▶ **Data**
---------------

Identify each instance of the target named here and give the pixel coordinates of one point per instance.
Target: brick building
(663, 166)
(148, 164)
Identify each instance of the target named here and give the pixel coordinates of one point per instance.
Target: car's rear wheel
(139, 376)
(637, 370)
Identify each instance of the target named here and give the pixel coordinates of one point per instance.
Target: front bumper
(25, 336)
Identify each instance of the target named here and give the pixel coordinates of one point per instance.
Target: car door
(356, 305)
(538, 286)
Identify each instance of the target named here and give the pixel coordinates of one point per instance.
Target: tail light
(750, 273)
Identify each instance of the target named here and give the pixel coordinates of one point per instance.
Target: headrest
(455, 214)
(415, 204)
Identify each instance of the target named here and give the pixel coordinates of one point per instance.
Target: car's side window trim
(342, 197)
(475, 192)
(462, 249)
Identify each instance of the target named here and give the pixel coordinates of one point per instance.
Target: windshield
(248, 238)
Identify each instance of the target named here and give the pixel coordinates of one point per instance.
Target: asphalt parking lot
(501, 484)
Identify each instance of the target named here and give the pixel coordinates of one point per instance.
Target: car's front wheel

---------------

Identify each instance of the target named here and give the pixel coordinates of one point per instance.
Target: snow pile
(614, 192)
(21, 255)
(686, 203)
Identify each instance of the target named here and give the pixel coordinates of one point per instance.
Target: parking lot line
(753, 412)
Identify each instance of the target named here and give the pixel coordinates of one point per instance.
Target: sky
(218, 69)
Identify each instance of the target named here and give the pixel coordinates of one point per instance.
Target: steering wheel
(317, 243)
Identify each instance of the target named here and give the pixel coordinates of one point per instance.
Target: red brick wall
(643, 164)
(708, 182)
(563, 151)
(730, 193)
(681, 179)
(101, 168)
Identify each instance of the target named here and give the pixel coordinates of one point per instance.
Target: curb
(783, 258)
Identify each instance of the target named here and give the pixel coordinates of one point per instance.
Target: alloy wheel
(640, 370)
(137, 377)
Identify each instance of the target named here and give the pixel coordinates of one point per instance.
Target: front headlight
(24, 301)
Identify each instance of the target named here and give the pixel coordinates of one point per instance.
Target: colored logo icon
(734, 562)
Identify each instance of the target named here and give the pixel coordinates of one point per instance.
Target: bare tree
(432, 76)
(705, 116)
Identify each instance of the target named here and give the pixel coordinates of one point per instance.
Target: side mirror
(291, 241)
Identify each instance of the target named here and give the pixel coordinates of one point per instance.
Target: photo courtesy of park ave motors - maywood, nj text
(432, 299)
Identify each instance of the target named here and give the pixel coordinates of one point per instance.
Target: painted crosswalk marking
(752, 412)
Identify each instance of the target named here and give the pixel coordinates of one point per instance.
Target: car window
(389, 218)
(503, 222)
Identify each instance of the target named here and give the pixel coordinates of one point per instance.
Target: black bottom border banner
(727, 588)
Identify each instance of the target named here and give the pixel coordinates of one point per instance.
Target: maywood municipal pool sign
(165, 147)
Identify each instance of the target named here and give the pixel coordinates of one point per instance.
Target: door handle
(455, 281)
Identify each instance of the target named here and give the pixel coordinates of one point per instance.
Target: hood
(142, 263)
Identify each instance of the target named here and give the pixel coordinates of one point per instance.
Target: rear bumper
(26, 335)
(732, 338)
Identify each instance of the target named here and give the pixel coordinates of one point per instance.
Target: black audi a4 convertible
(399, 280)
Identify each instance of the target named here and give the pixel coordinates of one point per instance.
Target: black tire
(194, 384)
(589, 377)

---------------

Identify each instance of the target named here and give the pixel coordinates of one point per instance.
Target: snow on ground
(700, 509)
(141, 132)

---------------

▶ **Directions for this task**
Reproduce word for word the material above, beginning with the line that contains "Target: car's rear wheel" and ending with the line that contains "Target: car's front wheel".

▶ **Completed task**
Target: car's rear wheel
(139, 376)
(637, 370)
Identify each instance of the target named here and give the pixel coordinates of one point per instance.
Target: front bumper
(25, 336)
Identify each instance of the target named here and give the pixel coordinates of one point per instance.
Target: car door
(356, 305)
(538, 286)
Identify each instance of the target named here and give the pixel coordinates of one point per instance.
Target: tail light
(750, 273)
Identify each instance of the target named here and give the pixel coordinates of one point per instance.
Target: headrest
(455, 214)
(415, 204)
Identify each instance of the target named here and give the pixel coordinates of one point per instance.
Target: car's side window trim
(342, 197)
(475, 192)
(462, 249)
Identify each instance of the target named here and give the pixel coordinates of one point per instance.
Target: windshield
(248, 238)
Identify each instance of the target named here and give the pixel coordinates of one point per instance.
Target: asphalt parking lot
(501, 484)
Identify each instance of the target named here and give the pixel coordinates of one point per instance.
Target: car's front wheel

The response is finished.